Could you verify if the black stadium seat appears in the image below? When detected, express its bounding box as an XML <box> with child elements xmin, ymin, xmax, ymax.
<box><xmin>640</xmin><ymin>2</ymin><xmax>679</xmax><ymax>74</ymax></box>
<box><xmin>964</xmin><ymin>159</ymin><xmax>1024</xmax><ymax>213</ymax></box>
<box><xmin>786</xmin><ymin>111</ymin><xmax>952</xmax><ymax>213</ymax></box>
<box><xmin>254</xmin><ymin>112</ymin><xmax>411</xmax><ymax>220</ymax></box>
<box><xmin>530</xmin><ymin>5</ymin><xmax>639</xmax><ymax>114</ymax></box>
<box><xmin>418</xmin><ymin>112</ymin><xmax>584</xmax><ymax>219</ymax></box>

+++

■ **Challenge**
Copy the entries above with "stadium seat" changed to "folding chair" and every other word left the same.

■ **Complete answer**
Could you verify if the black folding chair appears in the image below? When detected, express its bounding box as an XML <box> with child elements xmin, ymin, xmax, ymax.
<box><xmin>640</xmin><ymin>2</ymin><xmax>679</xmax><ymax>74</ymax></box>
<box><xmin>964</xmin><ymin>159</ymin><xmax>1024</xmax><ymax>213</ymax></box>
<box><xmin>786</xmin><ymin>111</ymin><xmax>952</xmax><ymax>213</ymax></box>
<box><xmin>254</xmin><ymin>112</ymin><xmax>411</xmax><ymax>220</ymax></box>
<box><xmin>530</xmin><ymin>5</ymin><xmax>639</xmax><ymax>114</ymax></box>
<box><xmin>418</xmin><ymin>112</ymin><xmax>584</xmax><ymax>219</ymax></box>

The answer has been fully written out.